* _WORK INSTRUCTIONS_:
[1] Answer these questions from the passage on reasonable suspicion training:
(a) What do most DOT reasonable suspicion training programs naturally focus on?
(b) From what do employees who consistently fail to make deadlines suffer?
(c) What do substances of abuse, including alcohol, remove?
[2] Return, word for word, the part of the passage on reasonable suspicion training that opens with the words containing "Missed deadlines are" and closes with "are not present.)".
[3] Take the passage on reasonable suspicion training further, continuing it from the point at which it stops.

··· READING TEXT

Most DOT reasonable suspicion training programs naturally focus on the signs and symptoms of intoxication or substance abuse on the job that employees might exhibit when using substances of abuse.
These immediately observable indicators of possible intoxication are certainly important to understand. However, there are other signs and symptoms that are performance related, and they are important, too.
Performance issues can be more subtle, but they allow the supervisor to look at the total picture and come to a more responsible decision to confront and refer to testing.
Missed deadlines are obviously not a symptom that is directly caused by substance abuse on the job, but are we sure? This is a performance issue, but it can be linked to drug and alcohol addiction. And the chances increase that this is the case following failed attempts by the supervisor to correct the problem.
So, how should you manage such symptoms without violating an employee rights or the drug free workplace policies guidelines?
You can't test an employee who missed deadlines. However, you can get suspicious and keep your eyes open for more signs and symptoms that you can actually document. (And if you have an EAP or an EAP consultant, this is the path to easier intervention when substance abuse intoxication symptoms are not present.)
Employees who do not make deadlines consistently are suffering from a lack of urgency. Urgency is a force that makes you act. It is a natural stimulus associated with the pain-pleasure principle.
A sense of urgency can be undermined by drugs and alcohol, but not because these things can make a person drunk. Instead, substance of abuse including alcohol remove psychological pain associated with matters of urgency in our lives. They prompt procrastination.

······
··· MATERIAL SUPPLIED

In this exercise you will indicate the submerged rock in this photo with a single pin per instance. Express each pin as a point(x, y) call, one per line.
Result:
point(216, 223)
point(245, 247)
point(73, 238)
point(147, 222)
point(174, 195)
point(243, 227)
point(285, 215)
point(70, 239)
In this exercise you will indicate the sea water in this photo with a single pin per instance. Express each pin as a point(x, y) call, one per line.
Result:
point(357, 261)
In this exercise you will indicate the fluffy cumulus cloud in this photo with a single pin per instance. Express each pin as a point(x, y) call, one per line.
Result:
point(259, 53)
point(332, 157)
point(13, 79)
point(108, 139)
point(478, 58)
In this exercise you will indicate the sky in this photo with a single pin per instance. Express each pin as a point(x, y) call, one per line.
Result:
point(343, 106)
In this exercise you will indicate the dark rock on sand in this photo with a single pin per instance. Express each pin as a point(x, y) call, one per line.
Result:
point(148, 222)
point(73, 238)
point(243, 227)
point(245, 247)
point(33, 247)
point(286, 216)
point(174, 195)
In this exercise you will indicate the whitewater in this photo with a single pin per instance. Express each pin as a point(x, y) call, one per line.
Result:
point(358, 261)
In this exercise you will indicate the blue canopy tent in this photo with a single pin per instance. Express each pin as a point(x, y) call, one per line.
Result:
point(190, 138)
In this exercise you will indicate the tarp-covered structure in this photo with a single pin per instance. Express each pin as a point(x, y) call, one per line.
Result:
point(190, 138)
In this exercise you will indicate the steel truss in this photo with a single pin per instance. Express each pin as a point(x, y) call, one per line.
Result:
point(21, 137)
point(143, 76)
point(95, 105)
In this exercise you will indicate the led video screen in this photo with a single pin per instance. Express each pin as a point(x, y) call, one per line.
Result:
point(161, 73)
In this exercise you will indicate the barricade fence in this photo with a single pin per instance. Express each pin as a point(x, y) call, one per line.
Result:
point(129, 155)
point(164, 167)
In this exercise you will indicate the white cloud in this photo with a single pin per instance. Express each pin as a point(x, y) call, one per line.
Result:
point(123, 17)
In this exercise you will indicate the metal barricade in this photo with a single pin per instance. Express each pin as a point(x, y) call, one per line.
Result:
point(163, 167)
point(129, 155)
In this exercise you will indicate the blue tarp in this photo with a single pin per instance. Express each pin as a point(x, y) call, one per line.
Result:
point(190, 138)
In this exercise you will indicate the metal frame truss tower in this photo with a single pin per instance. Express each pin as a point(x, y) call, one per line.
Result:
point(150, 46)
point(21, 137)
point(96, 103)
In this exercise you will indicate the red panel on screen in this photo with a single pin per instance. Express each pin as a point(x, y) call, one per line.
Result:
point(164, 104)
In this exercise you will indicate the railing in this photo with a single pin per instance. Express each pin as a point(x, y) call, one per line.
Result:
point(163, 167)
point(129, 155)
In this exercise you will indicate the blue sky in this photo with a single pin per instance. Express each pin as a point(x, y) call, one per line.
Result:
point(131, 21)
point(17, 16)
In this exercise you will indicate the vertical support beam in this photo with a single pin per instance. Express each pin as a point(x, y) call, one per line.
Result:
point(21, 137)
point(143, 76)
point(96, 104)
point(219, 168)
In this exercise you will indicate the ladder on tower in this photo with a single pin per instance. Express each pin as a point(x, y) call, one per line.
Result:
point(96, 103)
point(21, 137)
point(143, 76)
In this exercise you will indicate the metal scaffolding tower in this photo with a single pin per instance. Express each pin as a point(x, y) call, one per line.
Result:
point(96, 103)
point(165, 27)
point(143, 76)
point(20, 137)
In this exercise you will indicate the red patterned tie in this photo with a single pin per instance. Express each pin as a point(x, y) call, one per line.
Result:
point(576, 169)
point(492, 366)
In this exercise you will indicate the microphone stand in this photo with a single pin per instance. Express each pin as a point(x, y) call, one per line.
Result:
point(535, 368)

······

* _EXPECTED RESPONSES_:
[1]
(a) The signs and symptoms of intoxication or substance abuse on the job that employees might exhibit when using substances of abuse.
(b) A lack of urgency.
(c) Psychological pain associated with matters of urgency in our lives.

[2]
Missed deadlines are obviously not a symptom that is directly caused by substance abuse on the job, but are we sure? This is a performance issue, but it can be linked to drug and alcohol addiction. And the chances increase that this is the case following failed attempts by the supervisor to correct the problem.
So, how should you manage such symptoms without violating an employee rights or the drug free workplace policies guidelines?
You can't test an employee who missed deadlines. However, you can get suspicious and keep your eyes open for more signs and symptoms that you can actually document. (And if you have an EAP or an EAP consultant, this is the path to easier intervention when substance abuse intoxication symptoms are not present.)

[3]
This is why alcoholics, drug addicts, food addicts, gambling addicts, and others postpone health care, paying bills, or even brushing their teeth and getting their car washed. (Of course, no all addicts have these characteristics, but you get my point. Drugs and alcohol "short circuit" motivation act.
You may find it surprising, but unless you have been in the "occupational alcoholism" field (which preceded the broad-brush EAP movement of the 70's) for 50 years, you won't have any memory or knowledge associated with the fact that this exactly what failed in the 1950's when supervisors and managers were trained and educated to identify and confront employees who were using alcohol or other drugs on the job. Very few employees were ever so identified. Seldom were symptoms easily found.
What was discovered however, is that performance problems in the way of attendance, quality of work, increased workers' compensation costs for injuries, theft, and conflicts, often pointed to substance abuse, and referring employees to professional counselors for these performance issues would ultimately discover the drug or alcohol addiction. So, this is the rationale for focusing on performance. But there is one other reason, that is even more compelling.
Companies that institute drug-free workplace and testing policies want to reduce risk of substance abuse creating losses of many kinds. The goal is not to "test" -- the goal of a program is reducing risk! Understand this much, and you become a powerful advocate for employee assistance program mechanisms that intervene with job performance issues.
Because of drug testing and drug free workplace policies came into prominence in the mid-1980's, reasonable suspicion training was once again forced into the mainstream of drug-free workplace training, as it had to be, and supervisors began immediately to look for blood shot eyes, alcohol on the breath, staggering gates, and bloody shot eyes.
This is all well and good, but it is critical for managers to understand that performance issues like attendance, quality of work, quantify of work, absenteeism, behavior on the job, and conduct are the driving forces for identifying troubled workers, a percentage of which will be alcohol and drug addicted.
When supervisors focus on all of these performance related issues and attempt to refer employees to the EAP, a significant increase substance abusing employees are identified.
Employees sometimes miss deadlines for various reasons
even when clear expectations are set and all the tools and information they
need are available to them.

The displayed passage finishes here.